• **THE INPUT**
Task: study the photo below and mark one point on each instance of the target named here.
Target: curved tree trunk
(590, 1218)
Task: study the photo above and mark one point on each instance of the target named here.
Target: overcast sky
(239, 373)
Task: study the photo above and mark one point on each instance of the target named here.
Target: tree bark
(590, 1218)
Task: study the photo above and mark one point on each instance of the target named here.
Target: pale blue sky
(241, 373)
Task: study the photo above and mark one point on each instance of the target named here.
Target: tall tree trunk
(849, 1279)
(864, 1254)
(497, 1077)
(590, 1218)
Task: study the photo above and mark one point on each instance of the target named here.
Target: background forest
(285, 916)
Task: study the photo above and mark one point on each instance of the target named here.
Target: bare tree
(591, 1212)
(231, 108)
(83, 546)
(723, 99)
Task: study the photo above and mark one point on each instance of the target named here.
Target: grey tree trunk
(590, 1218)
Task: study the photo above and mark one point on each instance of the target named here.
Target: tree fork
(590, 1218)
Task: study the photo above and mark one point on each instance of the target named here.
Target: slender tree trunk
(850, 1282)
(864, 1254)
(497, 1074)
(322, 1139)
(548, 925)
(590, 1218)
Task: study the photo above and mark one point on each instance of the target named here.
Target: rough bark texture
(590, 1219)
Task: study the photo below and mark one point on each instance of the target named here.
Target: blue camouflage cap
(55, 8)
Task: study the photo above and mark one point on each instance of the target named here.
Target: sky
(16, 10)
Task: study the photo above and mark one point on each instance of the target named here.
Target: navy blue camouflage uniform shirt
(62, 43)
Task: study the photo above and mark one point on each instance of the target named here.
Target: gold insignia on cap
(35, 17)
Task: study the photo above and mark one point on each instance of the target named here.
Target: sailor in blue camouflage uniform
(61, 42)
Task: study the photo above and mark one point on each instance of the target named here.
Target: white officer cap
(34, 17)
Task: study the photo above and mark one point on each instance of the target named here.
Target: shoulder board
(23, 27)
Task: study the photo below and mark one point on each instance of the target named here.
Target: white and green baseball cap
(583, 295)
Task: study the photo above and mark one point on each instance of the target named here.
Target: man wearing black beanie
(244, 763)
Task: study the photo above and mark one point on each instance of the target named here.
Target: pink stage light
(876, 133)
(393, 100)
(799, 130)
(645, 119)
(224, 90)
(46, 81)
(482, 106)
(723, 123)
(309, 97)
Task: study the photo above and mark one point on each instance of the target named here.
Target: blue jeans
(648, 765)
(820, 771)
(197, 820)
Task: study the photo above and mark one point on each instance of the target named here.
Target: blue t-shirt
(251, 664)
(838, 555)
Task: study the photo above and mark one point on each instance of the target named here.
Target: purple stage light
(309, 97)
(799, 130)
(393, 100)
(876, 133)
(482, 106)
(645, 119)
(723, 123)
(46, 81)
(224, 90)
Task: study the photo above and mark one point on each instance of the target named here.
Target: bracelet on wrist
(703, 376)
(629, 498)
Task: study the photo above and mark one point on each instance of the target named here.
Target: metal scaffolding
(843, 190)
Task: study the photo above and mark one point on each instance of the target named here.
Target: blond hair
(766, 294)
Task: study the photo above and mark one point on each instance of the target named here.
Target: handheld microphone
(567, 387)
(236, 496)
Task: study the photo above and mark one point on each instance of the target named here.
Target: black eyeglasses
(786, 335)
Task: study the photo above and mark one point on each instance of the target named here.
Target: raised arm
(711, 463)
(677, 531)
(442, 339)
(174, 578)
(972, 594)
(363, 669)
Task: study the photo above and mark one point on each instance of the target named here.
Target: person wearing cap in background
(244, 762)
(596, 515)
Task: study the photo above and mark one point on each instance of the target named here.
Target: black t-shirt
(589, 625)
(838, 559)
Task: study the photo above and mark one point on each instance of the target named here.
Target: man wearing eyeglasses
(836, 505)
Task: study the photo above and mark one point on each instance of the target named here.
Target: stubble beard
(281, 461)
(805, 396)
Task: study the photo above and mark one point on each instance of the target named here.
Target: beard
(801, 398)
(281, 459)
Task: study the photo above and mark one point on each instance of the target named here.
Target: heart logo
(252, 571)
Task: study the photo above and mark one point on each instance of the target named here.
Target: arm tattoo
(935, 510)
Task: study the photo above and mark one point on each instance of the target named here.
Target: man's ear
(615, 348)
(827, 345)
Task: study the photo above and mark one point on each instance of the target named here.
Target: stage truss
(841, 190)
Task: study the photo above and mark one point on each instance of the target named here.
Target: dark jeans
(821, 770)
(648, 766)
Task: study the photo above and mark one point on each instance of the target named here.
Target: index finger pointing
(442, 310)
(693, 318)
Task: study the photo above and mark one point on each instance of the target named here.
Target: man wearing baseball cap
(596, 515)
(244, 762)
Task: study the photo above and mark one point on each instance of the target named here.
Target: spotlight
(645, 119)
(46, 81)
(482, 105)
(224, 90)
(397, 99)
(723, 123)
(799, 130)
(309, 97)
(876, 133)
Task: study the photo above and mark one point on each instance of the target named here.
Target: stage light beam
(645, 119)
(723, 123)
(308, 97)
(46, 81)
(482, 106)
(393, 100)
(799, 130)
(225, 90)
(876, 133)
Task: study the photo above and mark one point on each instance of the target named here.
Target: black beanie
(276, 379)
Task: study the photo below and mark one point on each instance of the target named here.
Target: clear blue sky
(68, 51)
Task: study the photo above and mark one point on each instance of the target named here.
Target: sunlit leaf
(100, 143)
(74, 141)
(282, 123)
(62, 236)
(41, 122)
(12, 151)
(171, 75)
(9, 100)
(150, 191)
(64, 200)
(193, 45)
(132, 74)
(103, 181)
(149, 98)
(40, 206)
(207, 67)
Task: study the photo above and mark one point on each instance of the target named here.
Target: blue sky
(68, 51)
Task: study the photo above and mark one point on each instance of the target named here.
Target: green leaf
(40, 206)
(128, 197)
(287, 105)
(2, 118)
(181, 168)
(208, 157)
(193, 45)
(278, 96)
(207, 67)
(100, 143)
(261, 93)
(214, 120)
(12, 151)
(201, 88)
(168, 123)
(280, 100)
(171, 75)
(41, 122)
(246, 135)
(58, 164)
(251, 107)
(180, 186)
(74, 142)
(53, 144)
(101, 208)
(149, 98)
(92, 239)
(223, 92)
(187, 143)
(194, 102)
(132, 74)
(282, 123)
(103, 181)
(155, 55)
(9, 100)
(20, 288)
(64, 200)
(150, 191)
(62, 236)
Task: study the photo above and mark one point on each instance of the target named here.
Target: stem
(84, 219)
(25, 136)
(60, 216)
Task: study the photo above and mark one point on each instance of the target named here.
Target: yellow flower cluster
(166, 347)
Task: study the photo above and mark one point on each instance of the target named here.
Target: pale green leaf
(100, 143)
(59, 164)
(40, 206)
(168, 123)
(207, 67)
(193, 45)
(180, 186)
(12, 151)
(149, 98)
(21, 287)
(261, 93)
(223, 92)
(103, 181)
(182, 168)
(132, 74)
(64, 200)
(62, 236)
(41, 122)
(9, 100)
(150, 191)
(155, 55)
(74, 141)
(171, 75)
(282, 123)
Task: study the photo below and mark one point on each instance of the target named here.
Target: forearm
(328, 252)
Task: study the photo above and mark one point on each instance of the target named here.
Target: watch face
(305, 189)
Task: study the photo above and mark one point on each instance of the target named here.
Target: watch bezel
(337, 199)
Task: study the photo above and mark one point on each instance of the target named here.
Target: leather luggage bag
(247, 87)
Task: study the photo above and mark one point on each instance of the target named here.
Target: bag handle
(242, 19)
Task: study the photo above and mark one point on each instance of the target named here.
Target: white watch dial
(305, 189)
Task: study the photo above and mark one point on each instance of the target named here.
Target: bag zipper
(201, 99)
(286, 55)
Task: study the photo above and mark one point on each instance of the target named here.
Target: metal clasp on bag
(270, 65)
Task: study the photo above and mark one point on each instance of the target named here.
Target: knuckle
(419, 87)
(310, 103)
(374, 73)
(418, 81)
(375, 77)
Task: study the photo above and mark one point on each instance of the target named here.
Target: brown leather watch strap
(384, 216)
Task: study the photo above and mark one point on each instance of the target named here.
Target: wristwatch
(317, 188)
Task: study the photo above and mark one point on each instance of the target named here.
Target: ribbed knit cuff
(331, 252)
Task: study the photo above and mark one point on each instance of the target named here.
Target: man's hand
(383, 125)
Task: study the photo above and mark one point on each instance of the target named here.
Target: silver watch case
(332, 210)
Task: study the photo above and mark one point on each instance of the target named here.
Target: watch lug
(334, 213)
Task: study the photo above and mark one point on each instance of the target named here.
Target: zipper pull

• **TASK STATEMENT**
Pull out every line of the lines above that holds the word "zipper", copying each one in full.

• **FINAL ANSWER**
Target: bag zipper
Target: zipper pull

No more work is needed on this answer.